» **REQUIRED TASK**:
Retype the lines of the material below, starting at the line that contains "Expected: for every instance of the water" and ending at the last line of the material.

(Records pointing to named objects)
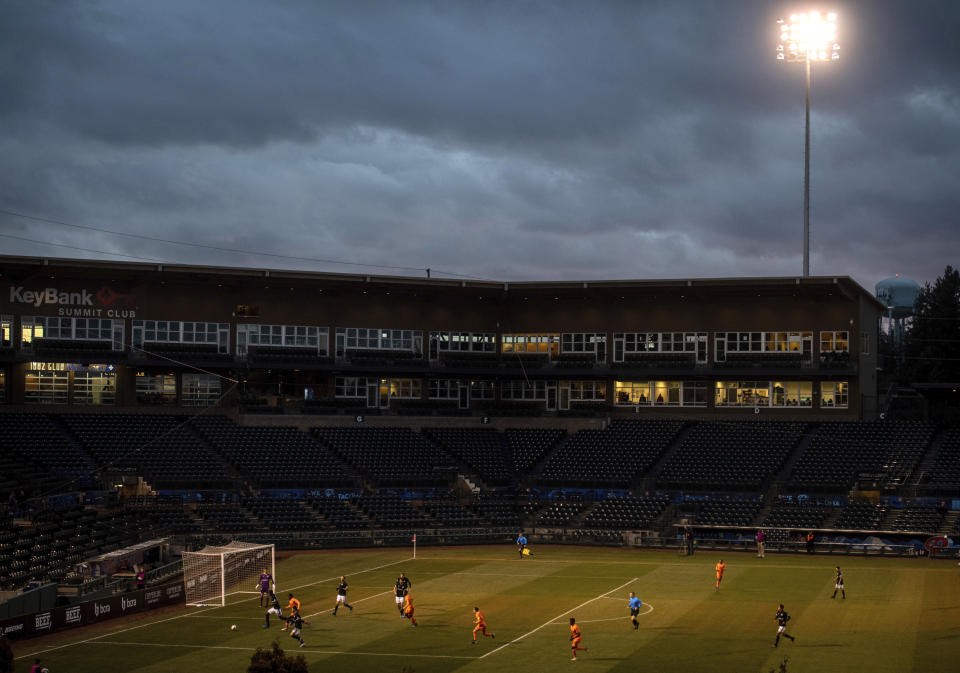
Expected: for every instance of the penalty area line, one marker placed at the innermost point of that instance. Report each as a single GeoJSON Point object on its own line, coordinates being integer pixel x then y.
{"type": "Point", "coordinates": [193, 614]}
{"type": "Point", "coordinates": [564, 614]}
{"type": "Point", "coordinates": [609, 619]}
{"type": "Point", "coordinates": [304, 651]}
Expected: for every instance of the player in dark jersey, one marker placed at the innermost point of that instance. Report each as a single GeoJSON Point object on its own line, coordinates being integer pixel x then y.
{"type": "Point", "coordinates": [401, 588]}
{"type": "Point", "coordinates": [297, 621]}
{"type": "Point", "coordinates": [342, 595]}
{"type": "Point", "coordinates": [838, 585]}
{"type": "Point", "coordinates": [274, 609]}
{"type": "Point", "coordinates": [782, 618]}
{"type": "Point", "coordinates": [266, 585]}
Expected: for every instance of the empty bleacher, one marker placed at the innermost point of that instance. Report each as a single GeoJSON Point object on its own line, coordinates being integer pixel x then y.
{"type": "Point", "coordinates": [528, 445]}
{"type": "Point", "coordinates": [158, 448]}
{"type": "Point", "coordinates": [37, 439]}
{"type": "Point", "coordinates": [274, 456]}
{"type": "Point", "coordinates": [727, 513]}
{"type": "Point", "coordinates": [389, 510]}
{"type": "Point", "coordinates": [390, 456]}
{"type": "Point", "coordinates": [839, 452]}
{"type": "Point", "coordinates": [625, 513]}
{"type": "Point", "coordinates": [944, 474]}
{"type": "Point", "coordinates": [480, 448]}
{"type": "Point", "coordinates": [613, 457]}
{"type": "Point", "coordinates": [730, 456]}
{"type": "Point", "coordinates": [860, 516]}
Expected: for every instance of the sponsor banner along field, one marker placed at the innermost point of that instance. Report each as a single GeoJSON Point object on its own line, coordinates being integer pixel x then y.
{"type": "Point", "coordinates": [899, 615]}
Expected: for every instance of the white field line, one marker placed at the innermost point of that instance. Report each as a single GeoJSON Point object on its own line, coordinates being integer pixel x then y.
{"type": "Point", "coordinates": [388, 591]}
{"type": "Point", "coordinates": [216, 607]}
{"type": "Point", "coordinates": [609, 619]}
{"type": "Point", "coordinates": [548, 623]}
{"type": "Point", "coordinates": [708, 563]}
{"type": "Point", "coordinates": [306, 651]}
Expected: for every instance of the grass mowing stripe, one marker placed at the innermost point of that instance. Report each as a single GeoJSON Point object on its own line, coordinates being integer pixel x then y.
{"type": "Point", "coordinates": [307, 651]}
{"type": "Point", "coordinates": [216, 607]}
{"type": "Point", "coordinates": [388, 591]}
{"type": "Point", "coordinates": [548, 623]}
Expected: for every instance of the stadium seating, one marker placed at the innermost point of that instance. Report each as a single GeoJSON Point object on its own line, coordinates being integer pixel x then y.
{"type": "Point", "coordinates": [37, 438]}
{"type": "Point", "coordinates": [730, 456]}
{"type": "Point", "coordinates": [918, 518]}
{"type": "Point", "coordinates": [613, 457]}
{"type": "Point", "coordinates": [944, 474]}
{"type": "Point", "coordinates": [625, 513]}
{"type": "Point", "coordinates": [791, 514]}
{"type": "Point", "coordinates": [339, 514]}
{"type": "Point", "coordinates": [281, 514]}
{"type": "Point", "coordinates": [498, 509]}
{"type": "Point", "coordinates": [391, 511]}
{"type": "Point", "coordinates": [482, 449]}
{"type": "Point", "coordinates": [860, 516]}
{"type": "Point", "coordinates": [560, 513]}
{"type": "Point", "coordinates": [727, 513]}
{"type": "Point", "coordinates": [839, 452]}
{"type": "Point", "coordinates": [158, 448]}
{"type": "Point", "coordinates": [275, 456]}
{"type": "Point", "coordinates": [528, 445]}
{"type": "Point", "coordinates": [390, 456]}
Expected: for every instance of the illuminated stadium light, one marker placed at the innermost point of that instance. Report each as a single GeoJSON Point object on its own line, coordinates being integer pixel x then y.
{"type": "Point", "coordinates": [806, 38]}
{"type": "Point", "coordinates": [810, 36]}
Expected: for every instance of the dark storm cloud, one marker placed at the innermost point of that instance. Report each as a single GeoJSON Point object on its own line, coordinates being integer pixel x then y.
{"type": "Point", "coordinates": [507, 140]}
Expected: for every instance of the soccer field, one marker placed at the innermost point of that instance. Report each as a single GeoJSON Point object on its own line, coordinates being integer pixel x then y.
{"type": "Point", "coordinates": [899, 615]}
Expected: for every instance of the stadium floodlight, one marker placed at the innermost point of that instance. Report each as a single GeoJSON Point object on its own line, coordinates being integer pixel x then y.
{"type": "Point", "coordinates": [806, 38]}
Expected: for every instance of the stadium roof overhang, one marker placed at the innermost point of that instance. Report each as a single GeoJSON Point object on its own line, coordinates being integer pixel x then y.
{"type": "Point", "coordinates": [781, 285]}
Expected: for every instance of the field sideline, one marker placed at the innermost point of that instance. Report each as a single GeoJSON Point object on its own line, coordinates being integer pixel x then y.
{"type": "Point", "coordinates": [900, 615]}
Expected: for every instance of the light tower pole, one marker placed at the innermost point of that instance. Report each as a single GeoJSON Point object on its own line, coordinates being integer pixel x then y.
{"type": "Point", "coordinates": [806, 38]}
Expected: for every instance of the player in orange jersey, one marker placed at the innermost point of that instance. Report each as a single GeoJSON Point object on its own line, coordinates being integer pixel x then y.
{"type": "Point", "coordinates": [575, 637]}
{"type": "Point", "coordinates": [408, 609]}
{"type": "Point", "coordinates": [293, 605]}
{"type": "Point", "coordinates": [721, 566]}
{"type": "Point", "coordinates": [480, 624]}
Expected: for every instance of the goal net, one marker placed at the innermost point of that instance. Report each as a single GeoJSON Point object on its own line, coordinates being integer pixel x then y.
{"type": "Point", "coordinates": [213, 573]}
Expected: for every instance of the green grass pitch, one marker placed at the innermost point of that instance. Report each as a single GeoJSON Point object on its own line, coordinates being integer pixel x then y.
{"type": "Point", "coordinates": [899, 615]}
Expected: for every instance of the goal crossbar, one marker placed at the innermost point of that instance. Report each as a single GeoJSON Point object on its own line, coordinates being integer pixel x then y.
{"type": "Point", "coordinates": [210, 573]}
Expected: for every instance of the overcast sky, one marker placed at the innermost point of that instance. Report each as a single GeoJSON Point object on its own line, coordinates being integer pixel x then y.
{"type": "Point", "coordinates": [503, 140]}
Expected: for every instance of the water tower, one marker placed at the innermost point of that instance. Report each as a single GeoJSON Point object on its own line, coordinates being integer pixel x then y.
{"type": "Point", "coordinates": [899, 295]}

» **FINAL ANSWER**:
Expected: for every instance of the water tower, one marker placed at the innermost point of that instance. Report each as a single GeoJSON Point object on its own line, coordinates being integer pixel x then y.
{"type": "Point", "coordinates": [899, 295]}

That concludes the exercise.